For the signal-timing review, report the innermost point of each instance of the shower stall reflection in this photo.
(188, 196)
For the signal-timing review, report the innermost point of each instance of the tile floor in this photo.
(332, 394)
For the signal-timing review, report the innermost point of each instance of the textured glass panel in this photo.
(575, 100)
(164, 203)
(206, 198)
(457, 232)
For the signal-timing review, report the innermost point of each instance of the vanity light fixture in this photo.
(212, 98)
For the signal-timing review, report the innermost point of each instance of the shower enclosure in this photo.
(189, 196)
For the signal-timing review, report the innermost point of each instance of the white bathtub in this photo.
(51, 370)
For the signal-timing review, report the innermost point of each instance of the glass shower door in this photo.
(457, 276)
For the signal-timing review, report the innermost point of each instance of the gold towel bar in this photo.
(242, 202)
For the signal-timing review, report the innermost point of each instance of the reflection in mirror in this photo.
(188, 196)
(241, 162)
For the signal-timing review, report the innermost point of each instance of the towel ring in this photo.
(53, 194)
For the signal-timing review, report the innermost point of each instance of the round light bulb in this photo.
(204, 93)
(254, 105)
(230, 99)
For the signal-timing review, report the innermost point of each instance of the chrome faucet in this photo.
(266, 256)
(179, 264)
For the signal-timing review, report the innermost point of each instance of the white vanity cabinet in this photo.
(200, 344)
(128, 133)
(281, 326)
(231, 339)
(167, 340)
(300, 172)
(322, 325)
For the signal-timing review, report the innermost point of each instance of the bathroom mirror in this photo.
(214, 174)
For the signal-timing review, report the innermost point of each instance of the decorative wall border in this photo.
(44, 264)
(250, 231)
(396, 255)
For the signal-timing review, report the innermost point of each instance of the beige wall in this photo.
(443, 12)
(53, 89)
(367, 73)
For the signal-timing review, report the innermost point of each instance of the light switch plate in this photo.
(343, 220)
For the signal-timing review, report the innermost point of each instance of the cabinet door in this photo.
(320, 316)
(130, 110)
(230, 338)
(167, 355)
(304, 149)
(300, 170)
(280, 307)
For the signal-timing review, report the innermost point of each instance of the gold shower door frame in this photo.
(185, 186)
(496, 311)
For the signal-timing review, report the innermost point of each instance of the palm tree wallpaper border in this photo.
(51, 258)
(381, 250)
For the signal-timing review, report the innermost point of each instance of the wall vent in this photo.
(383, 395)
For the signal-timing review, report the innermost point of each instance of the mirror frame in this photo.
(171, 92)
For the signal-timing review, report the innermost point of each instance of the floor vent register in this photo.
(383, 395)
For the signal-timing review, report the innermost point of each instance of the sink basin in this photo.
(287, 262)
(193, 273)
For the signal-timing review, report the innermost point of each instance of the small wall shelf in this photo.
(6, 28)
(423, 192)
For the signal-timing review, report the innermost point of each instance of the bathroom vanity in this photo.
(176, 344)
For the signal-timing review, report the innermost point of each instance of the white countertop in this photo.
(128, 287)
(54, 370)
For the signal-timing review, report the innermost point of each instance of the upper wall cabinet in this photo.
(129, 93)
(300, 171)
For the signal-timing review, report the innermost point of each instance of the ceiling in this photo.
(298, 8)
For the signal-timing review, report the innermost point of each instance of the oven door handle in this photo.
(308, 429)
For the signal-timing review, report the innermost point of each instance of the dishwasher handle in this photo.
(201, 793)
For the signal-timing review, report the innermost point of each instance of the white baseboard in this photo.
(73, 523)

_ _ _

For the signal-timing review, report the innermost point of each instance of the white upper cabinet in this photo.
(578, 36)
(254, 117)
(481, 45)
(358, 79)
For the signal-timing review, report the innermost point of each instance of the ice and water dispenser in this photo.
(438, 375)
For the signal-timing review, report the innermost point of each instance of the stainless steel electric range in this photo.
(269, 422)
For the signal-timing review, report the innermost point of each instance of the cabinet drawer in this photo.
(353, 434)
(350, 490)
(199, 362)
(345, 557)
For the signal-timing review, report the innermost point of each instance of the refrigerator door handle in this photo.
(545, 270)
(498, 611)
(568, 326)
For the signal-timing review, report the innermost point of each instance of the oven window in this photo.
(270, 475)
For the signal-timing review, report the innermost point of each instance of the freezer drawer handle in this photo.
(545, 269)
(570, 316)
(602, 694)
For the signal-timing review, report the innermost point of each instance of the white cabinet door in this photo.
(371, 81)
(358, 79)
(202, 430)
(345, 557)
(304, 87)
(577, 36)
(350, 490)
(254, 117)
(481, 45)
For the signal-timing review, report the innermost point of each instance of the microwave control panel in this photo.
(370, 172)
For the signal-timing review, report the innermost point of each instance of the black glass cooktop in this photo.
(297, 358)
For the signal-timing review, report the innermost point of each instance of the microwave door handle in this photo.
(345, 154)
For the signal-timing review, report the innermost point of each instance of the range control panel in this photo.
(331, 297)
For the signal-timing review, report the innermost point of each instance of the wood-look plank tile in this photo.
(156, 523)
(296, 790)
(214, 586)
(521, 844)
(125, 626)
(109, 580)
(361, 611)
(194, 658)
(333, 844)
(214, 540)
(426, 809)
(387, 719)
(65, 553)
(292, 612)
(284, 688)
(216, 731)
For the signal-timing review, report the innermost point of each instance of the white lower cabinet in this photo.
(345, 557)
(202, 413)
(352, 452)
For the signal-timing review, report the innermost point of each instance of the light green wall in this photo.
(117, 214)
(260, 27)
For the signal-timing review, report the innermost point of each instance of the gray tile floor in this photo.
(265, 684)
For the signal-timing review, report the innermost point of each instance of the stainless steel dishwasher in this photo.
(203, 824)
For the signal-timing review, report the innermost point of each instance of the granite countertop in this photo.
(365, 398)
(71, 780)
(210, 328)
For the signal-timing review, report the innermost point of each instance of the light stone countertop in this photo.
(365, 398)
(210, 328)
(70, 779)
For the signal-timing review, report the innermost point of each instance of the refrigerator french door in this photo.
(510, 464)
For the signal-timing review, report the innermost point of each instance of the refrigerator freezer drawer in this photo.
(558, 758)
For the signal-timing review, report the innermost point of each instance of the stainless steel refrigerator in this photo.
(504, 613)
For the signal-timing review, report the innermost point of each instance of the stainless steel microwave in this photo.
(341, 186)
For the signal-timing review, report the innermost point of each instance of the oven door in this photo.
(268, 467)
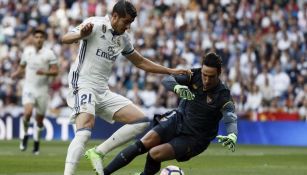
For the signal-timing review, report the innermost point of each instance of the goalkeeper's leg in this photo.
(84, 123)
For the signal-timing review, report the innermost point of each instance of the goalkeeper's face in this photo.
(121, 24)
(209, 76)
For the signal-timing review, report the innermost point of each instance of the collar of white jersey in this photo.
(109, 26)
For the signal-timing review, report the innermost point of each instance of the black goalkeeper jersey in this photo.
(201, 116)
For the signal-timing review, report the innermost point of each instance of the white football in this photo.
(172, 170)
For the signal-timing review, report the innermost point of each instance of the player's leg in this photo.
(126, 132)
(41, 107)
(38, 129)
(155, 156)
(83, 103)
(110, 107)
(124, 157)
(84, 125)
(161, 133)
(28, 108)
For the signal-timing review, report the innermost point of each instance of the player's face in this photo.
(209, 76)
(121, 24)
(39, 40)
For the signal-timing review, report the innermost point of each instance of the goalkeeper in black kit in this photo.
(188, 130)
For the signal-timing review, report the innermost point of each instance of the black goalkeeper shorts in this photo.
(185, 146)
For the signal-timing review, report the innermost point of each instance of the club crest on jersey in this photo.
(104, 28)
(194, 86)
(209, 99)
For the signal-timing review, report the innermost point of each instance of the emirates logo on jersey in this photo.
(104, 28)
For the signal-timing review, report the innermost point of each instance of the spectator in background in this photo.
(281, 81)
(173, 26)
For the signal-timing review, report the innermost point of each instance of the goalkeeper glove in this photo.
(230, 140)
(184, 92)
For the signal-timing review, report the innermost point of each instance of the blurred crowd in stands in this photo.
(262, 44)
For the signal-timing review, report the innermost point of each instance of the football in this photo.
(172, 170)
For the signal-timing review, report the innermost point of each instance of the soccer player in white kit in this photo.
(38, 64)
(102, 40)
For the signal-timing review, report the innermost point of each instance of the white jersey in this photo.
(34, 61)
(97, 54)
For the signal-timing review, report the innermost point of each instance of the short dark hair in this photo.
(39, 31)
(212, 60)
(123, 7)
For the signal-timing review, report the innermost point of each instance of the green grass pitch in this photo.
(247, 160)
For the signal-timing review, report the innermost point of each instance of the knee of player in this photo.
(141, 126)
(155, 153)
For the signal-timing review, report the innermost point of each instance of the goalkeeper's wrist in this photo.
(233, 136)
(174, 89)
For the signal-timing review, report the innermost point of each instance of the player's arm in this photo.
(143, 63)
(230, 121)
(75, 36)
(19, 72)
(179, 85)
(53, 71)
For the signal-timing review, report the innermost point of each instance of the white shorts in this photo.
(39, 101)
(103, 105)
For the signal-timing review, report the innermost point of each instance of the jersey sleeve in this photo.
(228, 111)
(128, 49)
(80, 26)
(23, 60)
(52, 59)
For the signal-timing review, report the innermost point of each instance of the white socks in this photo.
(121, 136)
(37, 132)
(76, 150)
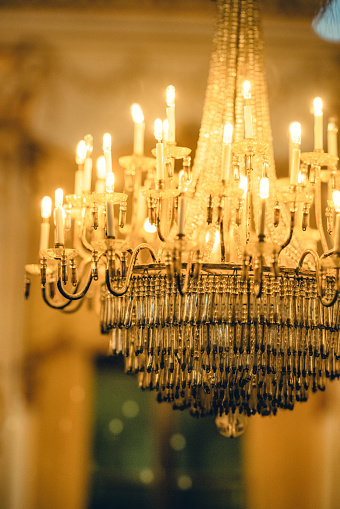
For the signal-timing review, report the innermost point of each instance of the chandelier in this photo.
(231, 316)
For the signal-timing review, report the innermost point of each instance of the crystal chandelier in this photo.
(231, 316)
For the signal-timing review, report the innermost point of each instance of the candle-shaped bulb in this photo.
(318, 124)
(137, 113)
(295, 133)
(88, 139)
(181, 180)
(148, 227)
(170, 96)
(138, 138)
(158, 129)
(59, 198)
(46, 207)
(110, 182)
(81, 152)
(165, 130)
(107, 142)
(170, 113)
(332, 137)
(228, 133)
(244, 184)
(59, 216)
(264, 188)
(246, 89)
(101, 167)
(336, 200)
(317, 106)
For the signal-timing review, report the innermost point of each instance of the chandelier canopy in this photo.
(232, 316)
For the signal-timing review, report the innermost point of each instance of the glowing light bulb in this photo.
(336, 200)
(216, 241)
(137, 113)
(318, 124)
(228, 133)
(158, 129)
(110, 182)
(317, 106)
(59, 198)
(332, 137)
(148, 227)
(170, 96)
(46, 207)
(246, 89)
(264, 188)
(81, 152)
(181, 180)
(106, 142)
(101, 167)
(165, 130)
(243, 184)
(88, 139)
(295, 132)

_ _ _

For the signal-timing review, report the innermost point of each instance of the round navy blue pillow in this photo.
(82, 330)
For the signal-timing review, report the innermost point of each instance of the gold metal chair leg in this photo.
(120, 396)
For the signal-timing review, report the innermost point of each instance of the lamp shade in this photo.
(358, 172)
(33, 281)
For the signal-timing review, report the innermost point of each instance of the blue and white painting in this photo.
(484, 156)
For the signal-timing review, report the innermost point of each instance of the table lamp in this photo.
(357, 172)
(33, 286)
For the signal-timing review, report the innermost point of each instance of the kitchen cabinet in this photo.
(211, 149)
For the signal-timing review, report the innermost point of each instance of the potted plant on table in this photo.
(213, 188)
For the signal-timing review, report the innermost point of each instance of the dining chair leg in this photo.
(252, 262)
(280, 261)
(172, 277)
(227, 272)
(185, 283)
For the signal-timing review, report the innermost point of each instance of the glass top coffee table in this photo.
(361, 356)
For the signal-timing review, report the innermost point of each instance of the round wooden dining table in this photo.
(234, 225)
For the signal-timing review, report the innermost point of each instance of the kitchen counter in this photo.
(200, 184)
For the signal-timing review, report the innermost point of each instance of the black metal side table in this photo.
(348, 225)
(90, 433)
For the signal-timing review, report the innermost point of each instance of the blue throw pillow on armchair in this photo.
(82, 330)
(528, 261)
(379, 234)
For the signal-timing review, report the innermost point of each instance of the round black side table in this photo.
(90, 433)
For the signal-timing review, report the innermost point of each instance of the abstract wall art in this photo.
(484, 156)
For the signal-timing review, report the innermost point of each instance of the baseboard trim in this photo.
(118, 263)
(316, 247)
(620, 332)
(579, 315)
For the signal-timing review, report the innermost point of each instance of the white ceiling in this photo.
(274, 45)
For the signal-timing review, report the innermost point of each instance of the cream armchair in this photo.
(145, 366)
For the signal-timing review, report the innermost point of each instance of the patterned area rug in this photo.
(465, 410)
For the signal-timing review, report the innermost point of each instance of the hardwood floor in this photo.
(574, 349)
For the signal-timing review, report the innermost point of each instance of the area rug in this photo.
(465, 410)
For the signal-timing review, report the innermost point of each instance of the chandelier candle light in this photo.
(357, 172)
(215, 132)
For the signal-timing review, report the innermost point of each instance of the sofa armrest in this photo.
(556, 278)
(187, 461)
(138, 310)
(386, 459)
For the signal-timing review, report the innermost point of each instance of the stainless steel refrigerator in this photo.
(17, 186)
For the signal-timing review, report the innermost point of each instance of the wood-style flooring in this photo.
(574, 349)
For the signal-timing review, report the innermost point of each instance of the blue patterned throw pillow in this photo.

_ _ _

● Set exercise: How many lines of the data above contain the word "microwave"? Reply with the number alone.

● Written solution: 3